--- START ---

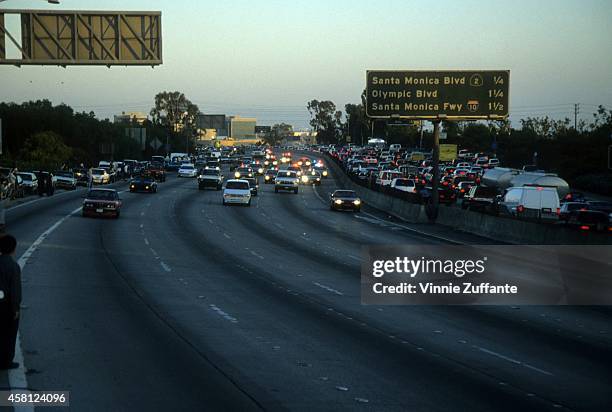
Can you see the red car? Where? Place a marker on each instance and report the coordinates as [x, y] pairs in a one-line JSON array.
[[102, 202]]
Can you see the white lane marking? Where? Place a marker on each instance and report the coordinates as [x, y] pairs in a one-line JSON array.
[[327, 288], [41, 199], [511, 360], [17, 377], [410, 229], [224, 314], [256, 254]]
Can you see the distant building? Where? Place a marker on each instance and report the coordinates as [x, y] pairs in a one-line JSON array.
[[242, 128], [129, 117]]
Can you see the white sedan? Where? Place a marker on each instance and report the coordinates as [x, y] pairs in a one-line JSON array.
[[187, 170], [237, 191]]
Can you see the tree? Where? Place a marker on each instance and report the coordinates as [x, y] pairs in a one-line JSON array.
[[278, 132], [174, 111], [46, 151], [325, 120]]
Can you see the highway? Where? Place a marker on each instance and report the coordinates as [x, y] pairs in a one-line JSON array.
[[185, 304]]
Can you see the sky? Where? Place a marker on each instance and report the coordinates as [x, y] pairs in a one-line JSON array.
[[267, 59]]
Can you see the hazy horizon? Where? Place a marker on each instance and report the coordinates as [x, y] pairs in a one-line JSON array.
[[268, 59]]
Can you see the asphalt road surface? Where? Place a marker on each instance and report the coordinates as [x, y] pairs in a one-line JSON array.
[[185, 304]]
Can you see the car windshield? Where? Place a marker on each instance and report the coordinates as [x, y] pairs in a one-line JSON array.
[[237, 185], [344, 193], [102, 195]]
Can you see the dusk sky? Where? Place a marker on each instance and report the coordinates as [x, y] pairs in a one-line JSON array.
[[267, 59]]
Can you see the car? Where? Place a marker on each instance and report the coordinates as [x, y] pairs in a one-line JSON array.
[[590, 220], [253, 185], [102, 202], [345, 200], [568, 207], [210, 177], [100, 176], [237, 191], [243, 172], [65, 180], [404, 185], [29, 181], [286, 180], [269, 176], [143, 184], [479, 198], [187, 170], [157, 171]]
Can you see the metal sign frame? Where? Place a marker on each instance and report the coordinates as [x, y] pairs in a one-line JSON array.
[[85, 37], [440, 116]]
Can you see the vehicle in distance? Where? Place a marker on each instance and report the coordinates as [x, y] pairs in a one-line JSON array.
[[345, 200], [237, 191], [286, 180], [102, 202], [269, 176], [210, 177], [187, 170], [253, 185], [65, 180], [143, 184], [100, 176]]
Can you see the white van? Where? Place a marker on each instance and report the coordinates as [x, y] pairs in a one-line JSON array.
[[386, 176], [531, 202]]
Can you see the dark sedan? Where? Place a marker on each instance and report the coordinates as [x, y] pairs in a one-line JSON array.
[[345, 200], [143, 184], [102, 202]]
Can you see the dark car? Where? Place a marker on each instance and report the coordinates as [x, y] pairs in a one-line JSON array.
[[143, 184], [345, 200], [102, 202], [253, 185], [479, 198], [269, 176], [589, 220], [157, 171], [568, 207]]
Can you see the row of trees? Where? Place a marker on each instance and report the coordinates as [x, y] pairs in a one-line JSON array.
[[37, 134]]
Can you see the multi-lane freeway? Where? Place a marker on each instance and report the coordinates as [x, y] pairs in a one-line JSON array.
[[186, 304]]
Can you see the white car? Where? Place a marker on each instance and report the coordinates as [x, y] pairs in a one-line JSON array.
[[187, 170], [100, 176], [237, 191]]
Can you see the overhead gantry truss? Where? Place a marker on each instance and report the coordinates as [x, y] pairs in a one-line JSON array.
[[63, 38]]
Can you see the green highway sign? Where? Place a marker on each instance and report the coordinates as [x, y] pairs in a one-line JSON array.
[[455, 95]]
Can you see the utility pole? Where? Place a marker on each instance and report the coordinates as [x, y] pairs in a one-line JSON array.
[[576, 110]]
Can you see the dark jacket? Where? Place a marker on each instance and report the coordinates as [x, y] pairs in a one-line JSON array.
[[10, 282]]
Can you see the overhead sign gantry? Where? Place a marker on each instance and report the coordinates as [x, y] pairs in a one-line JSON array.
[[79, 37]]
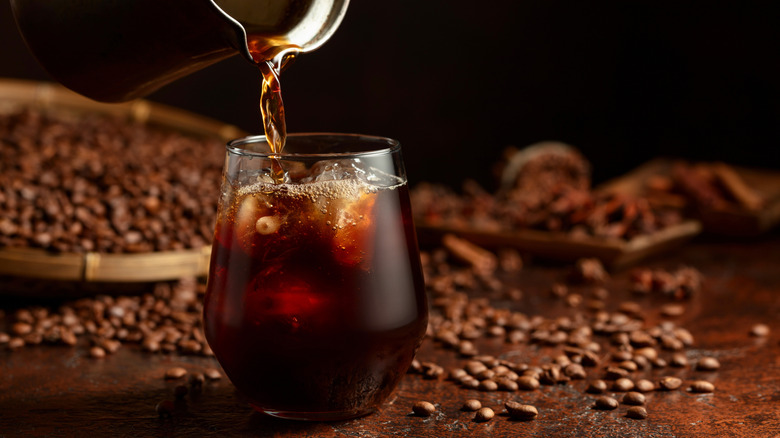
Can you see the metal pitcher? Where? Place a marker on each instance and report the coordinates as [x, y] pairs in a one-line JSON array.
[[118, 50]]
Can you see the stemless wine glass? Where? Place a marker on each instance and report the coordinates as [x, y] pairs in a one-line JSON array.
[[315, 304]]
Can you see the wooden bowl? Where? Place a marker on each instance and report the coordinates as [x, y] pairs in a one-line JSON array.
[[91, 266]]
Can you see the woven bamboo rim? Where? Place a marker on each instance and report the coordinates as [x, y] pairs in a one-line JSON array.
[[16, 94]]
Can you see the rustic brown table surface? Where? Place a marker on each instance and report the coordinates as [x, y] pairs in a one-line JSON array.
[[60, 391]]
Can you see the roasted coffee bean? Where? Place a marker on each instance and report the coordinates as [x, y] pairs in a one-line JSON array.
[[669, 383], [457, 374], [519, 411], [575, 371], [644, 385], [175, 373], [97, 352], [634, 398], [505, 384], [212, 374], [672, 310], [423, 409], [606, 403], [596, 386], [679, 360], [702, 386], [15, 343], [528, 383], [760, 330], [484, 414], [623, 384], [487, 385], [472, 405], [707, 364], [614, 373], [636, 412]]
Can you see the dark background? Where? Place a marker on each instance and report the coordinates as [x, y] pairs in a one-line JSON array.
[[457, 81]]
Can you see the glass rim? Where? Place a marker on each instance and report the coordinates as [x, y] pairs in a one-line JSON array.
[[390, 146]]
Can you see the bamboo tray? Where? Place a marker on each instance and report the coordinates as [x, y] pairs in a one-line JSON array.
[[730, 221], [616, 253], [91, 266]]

--- END ---

_AIM OF THE EXERCISE:_ Without including any picture, reproduce all of the material exactly.

_RESULT BELOW:_
Can you see the red car? Where? Place a marker on each instance and report the coordinates as [x, y] pairs in a one-line JSON array.
[[102, 202]]
Can you see the white lane marking? Where? Place a marker on each instance and report the coordinates as [x, y] pairs in a one-line JSON array.
[[327, 288], [41, 199], [511, 360], [17, 377], [410, 229], [224, 314], [256, 254]]
Can you see the distant building? Where? Place a marker on each instance and report the coordinates as [x, y] pairs in a one-line JSON array.
[[242, 128], [129, 117]]
Can you see the white sedan? Where? Place a marker on each instance and report the coordinates as [x, y] pairs in a one-line JSON array.
[[187, 170], [237, 191]]
Can you see the tree? Where? Place a marker on each instance and report the coordinates as [x, y] pairs in a one-line JSON array.
[[278, 132], [174, 111], [46, 151], [325, 120]]
Can you see the highway? Where? Place a marker on each instance and report the coordinates as [x, y] pairs in a one-line JSON array.
[[185, 304]]
Can you see the sky? Where? Place a marker on each instance and report the coordinates as [x, y] pairs in a one-line JSON array.
[[267, 59]]
Can you see the hazy horizon? Where? Place a marker on each instance and report the coordinates as [x, y] pairs in a one-line JSON array.
[[268, 59]]
Can you see the asphalt road surface? Where? Place a marker on each instance and report the coordinates as [x, y] pairs in a one-line JSON array.
[[185, 304]]
Can you see the car windshield? Where? Place a marker on each instance and report the coordinates as [x, y] pairs in a one-line JSON array.
[[237, 185], [344, 193], [102, 195]]
Can you see the dusk sky? Where? Place a marker on each instance and report the coordinates as [x, y] pairs in a one-line JSON array.
[[267, 59]]
Can you see the car? Where? Place a marker on each instance and report the coordinates as [x, y] pairs in a one-line JSON array.
[[590, 220], [253, 185], [102, 202], [345, 200], [568, 207], [210, 177], [100, 176], [237, 191], [243, 172], [65, 180], [404, 185], [29, 181], [286, 180], [269, 176], [143, 184], [479, 198], [187, 170], [157, 171]]
Can you see the metal sign frame? Where? Place a marker on each instance and report the coordinates as [x, y] pairs in a one-line JSON array.
[[85, 37], [440, 116]]
Can you see the vehicle in distance? Where? Place a marker on each instance and report the coordinates as [x, y] pairs in a one-line JSON array.
[[345, 200], [237, 191], [286, 180], [102, 202], [269, 176], [210, 177], [187, 170], [253, 185], [65, 180], [143, 184], [100, 176]]
Can you see the white van? Where? Place a marker on each instance and report the coordinates as [x, y] pairs in a one-line JSON array.
[[386, 176], [531, 202]]
Can you see the dark sedan? Where? Place a marker on each instance and report the coordinates as [x, y] pairs in a one-line JSON array.
[[345, 200], [143, 184], [102, 202]]
Can you see the dark car? Where? Place a marker on each instance and report the coordinates as [x, y] pairs in a one-line JSON array.
[[143, 184], [345, 200], [102, 202], [253, 185], [479, 198], [269, 176], [589, 220], [157, 171], [568, 207]]
Can you see the row of trees? Where? Place a marker on each instance and report the coordinates as [x, y] pairs in a one-line JSON array.
[[37, 134]]
Can you see the multi-lane freeway? Where? Place a marker on each instance and report the coordinates as [x, y] pairs in a one-line JSON array.
[[186, 304]]
Can you see the white car? Where? Place a marker on each instance and report the coordinates as [x, y] pairs in a one-line JSON array.
[[187, 170], [100, 176], [237, 191]]
Can you see the overhead gantry truss? Where? Place a marker on each instance and report the coordinates as [x, y] pairs in a one-line JSON array.
[[63, 38]]
Can you see the green highway sign? Where? Place a marker on each instance and report the coordinates as [x, y] pairs in a one-line JSON array.
[[455, 95]]
Can you see the utility pole? Where? Place a marker on each instance and report the coordinates as [x, y] pairs in a one-line JSON array.
[[576, 110]]
Can you see the dark jacket? Where? Place a marker on each instance and report the coordinates as [x, y] pairs in a one-line JSON array.
[[10, 282]]
Can you see the overhead sign gantry? Where? Place a marker on each instance and report the coordinates as [x, y] pairs in a one-line JSON array.
[[79, 37]]
Can you see the metal pitcher? Where? Place a marker on each instance and report the coordinates as [x, y] pairs in a one-line JSON array.
[[118, 50]]
Can you see the stemless wine glass? Where? Place a marker on each instance and report the coordinates as [x, y] pairs in a one-line JSON array.
[[315, 304]]
Can you see the wooden bowl? Where? Place a marker on each instance and report the coordinates as [x, y] pairs in a one-line JSON array.
[[91, 266]]
Can you see the woven bamboo rim? Where? Place a marker on each instance and report the coordinates as [x, y] pairs in a one-line JSON array.
[[16, 94]]
Can you see the rustic brown table surface? Where? Place a marker on each instance and report the coordinates as [x, y] pairs in a one-line JSON array.
[[60, 391]]
Can you see the roasted coffee bean? Where? Place a marker on each instance and report the coordinates as [x, y] pairs in a one-line JSON array.
[[669, 383], [457, 374], [519, 411], [575, 371], [644, 385], [175, 373], [97, 352], [634, 398], [505, 384], [212, 374], [672, 310], [423, 409], [606, 403], [596, 386], [679, 360], [702, 386], [15, 343], [528, 383], [760, 330], [484, 414], [623, 384], [487, 385], [472, 405], [707, 364], [614, 373], [636, 412]]
Can you see the dark background? Where? Place a marker on each instance and report the coordinates as [x, y] pairs in a one-line JSON array.
[[457, 81]]
Can you see the glass rim? Where? Place a marker on each instance and report the coordinates as [x, y] pairs in a one-line JSON array.
[[390, 146]]
Can you see the bamboo tray? Where? Place a marker on each instance and report the coordinates as [x, y] pairs in a one-line JSON array.
[[730, 221], [616, 253], [91, 266]]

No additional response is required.